◆ WHAT THE TASK REQUIRES ◆
Each line of the listing, apart from the pictures, is to be printed exactly.

◆ THE DATA ◆
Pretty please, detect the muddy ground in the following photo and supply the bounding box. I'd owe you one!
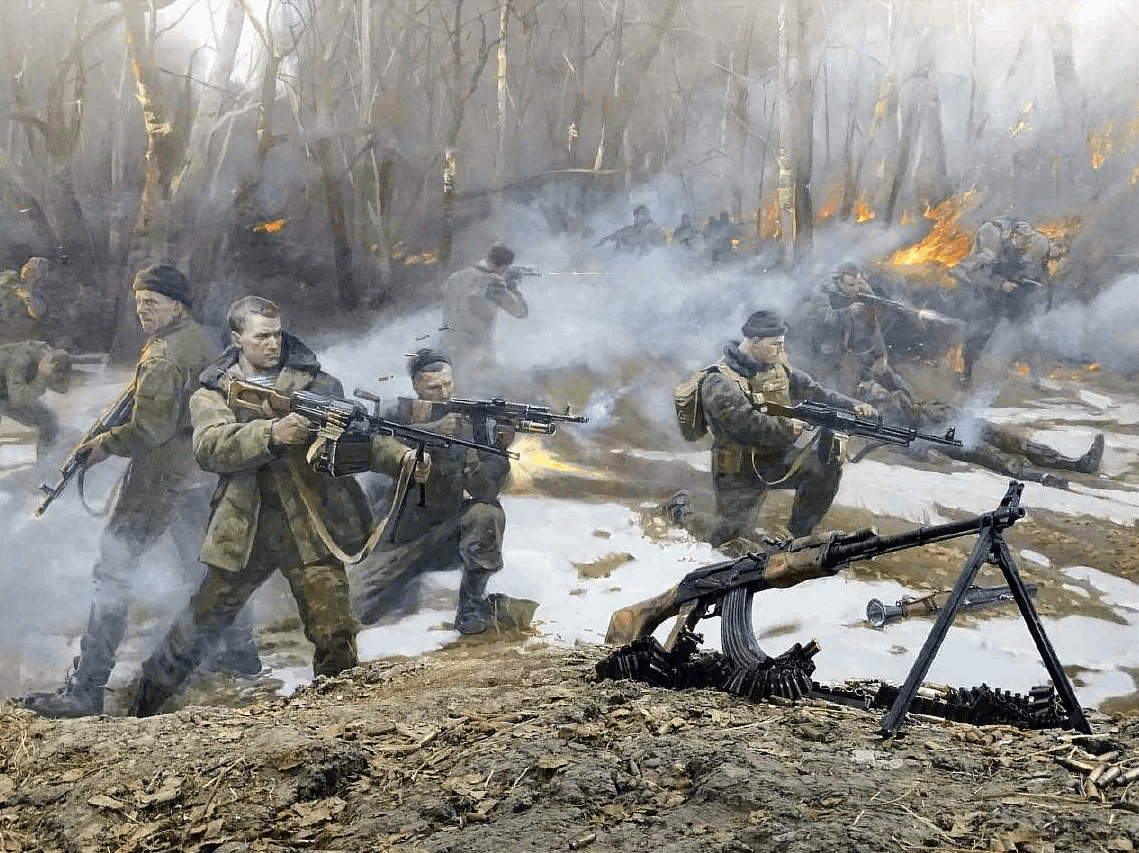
[1,643,1137,853]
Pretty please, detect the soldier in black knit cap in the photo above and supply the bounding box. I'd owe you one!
[24,264,261,718]
[664,309,876,552]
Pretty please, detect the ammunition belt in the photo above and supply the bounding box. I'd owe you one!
[597,636,1070,731]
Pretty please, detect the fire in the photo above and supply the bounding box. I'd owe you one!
[760,195,781,240]
[392,243,440,266]
[817,185,842,223]
[1036,216,1082,242]
[889,191,974,269]
[900,210,914,226]
[252,218,288,234]
[1009,101,1034,138]
[505,436,609,494]
[1088,121,1113,170]
[854,198,875,223]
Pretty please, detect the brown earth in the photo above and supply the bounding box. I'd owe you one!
[2,643,1137,853]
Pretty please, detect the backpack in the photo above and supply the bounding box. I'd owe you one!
[673,362,748,441]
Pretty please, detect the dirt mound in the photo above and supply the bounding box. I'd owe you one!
[2,643,1136,852]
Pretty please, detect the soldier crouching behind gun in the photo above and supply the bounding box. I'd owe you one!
[664,310,876,552]
[350,348,514,635]
[24,266,259,719]
[127,296,427,717]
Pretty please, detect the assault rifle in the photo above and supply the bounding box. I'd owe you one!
[759,400,962,449]
[604,498,1027,672]
[866,583,1038,628]
[36,386,134,517]
[221,378,517,477]
[395,396,587,446]
[837,290,965,329]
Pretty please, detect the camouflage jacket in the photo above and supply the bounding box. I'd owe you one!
[0,340,54,408]
[702,342,859,470]
[191,334,412,571]
[95,316,215,529]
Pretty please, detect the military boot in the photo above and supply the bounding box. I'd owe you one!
[455,567,495,635]
[127,674,176,718]
[1073,433,1105,475]
[23,657,108,719]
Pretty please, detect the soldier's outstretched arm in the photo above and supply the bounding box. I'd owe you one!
[788,366,864,411]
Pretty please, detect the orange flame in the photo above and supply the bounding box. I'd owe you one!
[900,210,914,226]
[760,195,781,240]
[854,198,875,223]
[1088,121,1113,170]
[252,218,288,234]
[1036,217,1082,242]
[817,185,842,223]
[890,191,974,269]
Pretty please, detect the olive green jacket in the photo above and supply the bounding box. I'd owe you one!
[94,316,214,526]
[191,334,412,571]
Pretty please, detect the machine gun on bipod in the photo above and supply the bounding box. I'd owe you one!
[602,482,1090,735]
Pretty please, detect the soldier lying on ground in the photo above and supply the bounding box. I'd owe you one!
[25,266,260,719]
[664,309,876,551]
[858,385,1104,491]
[128,296,426,717]
[350,348,517,635]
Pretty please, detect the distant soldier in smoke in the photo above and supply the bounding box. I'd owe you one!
[663,310,876,551]
[350,348,516,635]
[671,213,698,250]
[0,340,72,450]
[595,204,666,255]
[127,296,424,717]
[801,262,914,413]
[704,211,741,263]
[952,219,1052,384]
[439,242,529,386]
[24,265,260,719]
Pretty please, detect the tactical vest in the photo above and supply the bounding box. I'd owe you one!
[711,360,794,476]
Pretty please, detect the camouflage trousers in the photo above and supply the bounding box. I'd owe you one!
[350,501,505,625]
[136,505,358,704]
[678,434,844,547]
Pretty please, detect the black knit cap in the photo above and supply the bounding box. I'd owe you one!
[132,264,192,307]
[741,309,787,339]
[407,347,452,378]
[487,242,515,267]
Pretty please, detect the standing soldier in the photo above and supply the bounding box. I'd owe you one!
[439,242,528,384]
[0,341,72,450]
[665,310,876,550]
[128,296,424,717]
[953,219,1051,383]
[24,265,259,719]
[351,348,515,635]
[595,204,666,255]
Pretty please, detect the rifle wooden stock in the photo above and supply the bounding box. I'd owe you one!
[605,585,682,646]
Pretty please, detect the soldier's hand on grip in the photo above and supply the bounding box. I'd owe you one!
[272,412,317,446]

◆ THE COMPLETED TASK ◆
Pretty please, detect the muddy ground in the following photo and supply the bounding box. I'd owe you one!
[1,643,1137,853]
Pretty please, detect the soldier in black knit cap in the photo above and supply the bounding box. I'd owe you one!
[24,264,261,718]
[664,309,876,552]
Pretty please, detect the ammunition belt in the photo above and supply the bounding box. I'd owe you one!
[597,636,1070,731]
Pretty please, detect the fire in the photo above and supply the bounding box. I'd owe you one!
[760,195,781,240]
[392,243,440,266]
[817,185,842,223]
[1036,216,1082,242]
[889,191,974,269]
[900,210,914,226]
[252,218,288,234]
[1009,101,1034,138]
[505,436,609,494]
[1088,121,1113,170]
[854,198,875,223]
Pretty please, detect the brown earth in the photo above and supply the bounding box. I'd owe you one!
[2,643,1137,853]
Pretty please, detect the backpack in the photo above and supply the bounding box. I'd owe you one!
[673,362,748,441]
Pretty please, detect the dirt mound in the photo above and supply the bounding box. I'd owe you one!
[2,643,1136,852]
Pretty please, detect the soldier crouching behind gun in the photo above and supply the bounding box. I'd owe you one!
[664,310,876,552]
[350,348,514,635]
[24,266,259,719]
[127,296,427,717]
Pretty please, detect the assault rifle in the photo above and supply the bounding box. I'd owe you one!
[759,400,962,449]
[604,498,1027,672]
[866,583,1038,628]
[36,386,134,517]
[221,378,517,477]
[395,396,587,446]
[837,290,965,329]
Pretty please, detect the camouflage jacket in the photo above and supply the bounding box. I'd owe you one!
[0,340,54,408]
[702,342,859,470]
[191,334,412,571]
[95,316,215,529]
Pretty please, detect the military boot in the photo above and supply the bounding box. I'd owe you one!
[455,567,495,635]
[127,674,176,718]
[1073,433,1105,475]
[23,657,108,719]
Pretty please, detect the soldier's outstretched arm in the photo above and supply the bounding box. I'd owe you one!
[788,366,864,411]
Pretty please, detect the orange flame in the photo above and supply the bounding box. I'd owe you one!
[900,210,914,226]
[760,195,781,240]
[854,198,875,223]
[1088,121,1113,170]
[252,218,288,234]
[1036,217,1082,242]
[817,185,842,223]
[890,191,974,269]
Pretty please, detect the olive green jacket in the photo above and supply the bounding box. I'd owe you one!
[94,316,214,526]
[191,334,412,571]
Pretty please, detect the machine gun on bipod in the photo above and supply the bounding box. I'd owe you one!
[602,482,1090,735]
Pretty please, detect the soldier lying on ground in the photo above and supply the bounding box. I'd owe you one!
[25,266,260,719]
[664,309,876,551]
[858,385,1104,491]
[128,296,426,717]
[350,348,517,635]
Pretty please, detect the distant soldier in smoke in the photo above and supply the bounding box. I'd owe you one!
[663,310,876,551]
[350,348,516,635]
[671,213,698,250]
[0,340,72,450]
[595,204,666,255]
[127,296,424,717]
[801,262,914,413]
[704,211,741,263]
[952,219,1052,384]
[439,242,529,386]
[24,265,260,719]
Pretty please, detect the tactical vest in the photo above and supply the bounding box. I'd owe you one!
[711,360,794,476]
Pretty please, detect the camouflage trousers in the photo above and supply the bounding box. I'd owe you one!
[350,501,505,625]
[136,505,358,704]
[678,434,844,547]
Pretty please, detect the black knit cap in the photo above and supply the bounding box. I'd owe you one!
[132,264,192,307]
[741,309,787,339]
[407,347,452,378]
[487,242,515,267]
Pretty please, detect the standing soldier in the photo above and supply the bounding box. I'd owe you one!
[439,242,528,384]
[0,341,72,450]
[665,310,876,550]
[128,296,424,717]
[953,219,1051,383]
[24,265,259,719]
[351,348,515,635]
[595,204,666,255]
Pretty please, detect the rifle wooden stock in the photo above and supply the bounding box. I'd owe you one!
[605,585,682,646]
Pretty please, detect the soldier's hand on grip in the photo above and supply the bounding box. I'd owe you one!
[272,412,317,446]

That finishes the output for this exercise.